PASSAGE PROVIDED:
--- start ---
Today is Friday… Let’s keep it light!
timsamoff () (URL) - November 04, 2005 at 1:27 pm
wheat () (URL) - November 04, 2005 at 1:45 pm
Tim- I was funny too (sometimes the writing can hide the emotion as in this case) You are great. I was having fun back. This response is more a pick at myself than anything. You and Wheat are great. :)
dh () - November 04, 2005 at 2:03 pm
One of my favorite things about ECM critics is how irrelevantly they raise the specter of Postmodernism. What sort of postmodernism are we really concerned about? Postmodern art? Postmodern architecture? Postmodern literary deconstruction? Just postmodernism in general, anything that happened after 1975 (or whatever date you like for the death of modernism; I happen to like the year I was born)?
It seems like most critics intend for the word ‘postmodern’ to stand for a kind of Foucaultian skepticism, where knowledge is impossible, language is always only self-referential, and truth is bracketed from perception. The problem is, the majority view in the ECM doesn’t really engender postmodernism in that sense.
--- end ---
DATA ROWS:
--- start ---
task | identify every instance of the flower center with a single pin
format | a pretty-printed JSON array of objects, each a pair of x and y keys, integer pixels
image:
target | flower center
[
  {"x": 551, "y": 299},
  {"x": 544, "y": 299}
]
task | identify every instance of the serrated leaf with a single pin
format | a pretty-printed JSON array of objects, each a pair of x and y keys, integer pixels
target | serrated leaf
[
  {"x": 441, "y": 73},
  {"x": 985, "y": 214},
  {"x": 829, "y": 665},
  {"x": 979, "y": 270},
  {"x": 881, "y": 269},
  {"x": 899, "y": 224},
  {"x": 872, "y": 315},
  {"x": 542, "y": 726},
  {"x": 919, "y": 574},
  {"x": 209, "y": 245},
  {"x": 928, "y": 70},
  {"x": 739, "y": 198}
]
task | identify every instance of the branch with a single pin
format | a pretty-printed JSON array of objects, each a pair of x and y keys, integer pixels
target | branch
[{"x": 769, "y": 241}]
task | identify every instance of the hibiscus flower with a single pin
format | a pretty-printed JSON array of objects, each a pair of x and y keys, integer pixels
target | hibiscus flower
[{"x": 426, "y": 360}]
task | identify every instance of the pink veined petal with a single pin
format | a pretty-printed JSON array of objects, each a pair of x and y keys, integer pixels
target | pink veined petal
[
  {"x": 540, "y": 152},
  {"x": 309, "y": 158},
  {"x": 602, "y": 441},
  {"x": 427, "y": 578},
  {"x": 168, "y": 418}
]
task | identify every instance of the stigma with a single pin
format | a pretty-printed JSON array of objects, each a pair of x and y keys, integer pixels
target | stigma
--- end ---
WHAT THE EXERCISE ASKS: Quote the stretch of the comment thread on postmodernism from "Today is Friday…" through "are great. :)".

ANSWER FOR THIS EXERCISE:
Today is Friday… Let’s keep it light!
timsamoff () (URL) - November 04, 2005 at 1:27 pm
wheat () (URL) - November 04, 2005 at 1:45 pm
Tim- I was funny too (sometimes the writing can hide the emotion as in this case) You are great. I was having fun back. This response is more a pick at myself than anything. You and Wheat are great. :)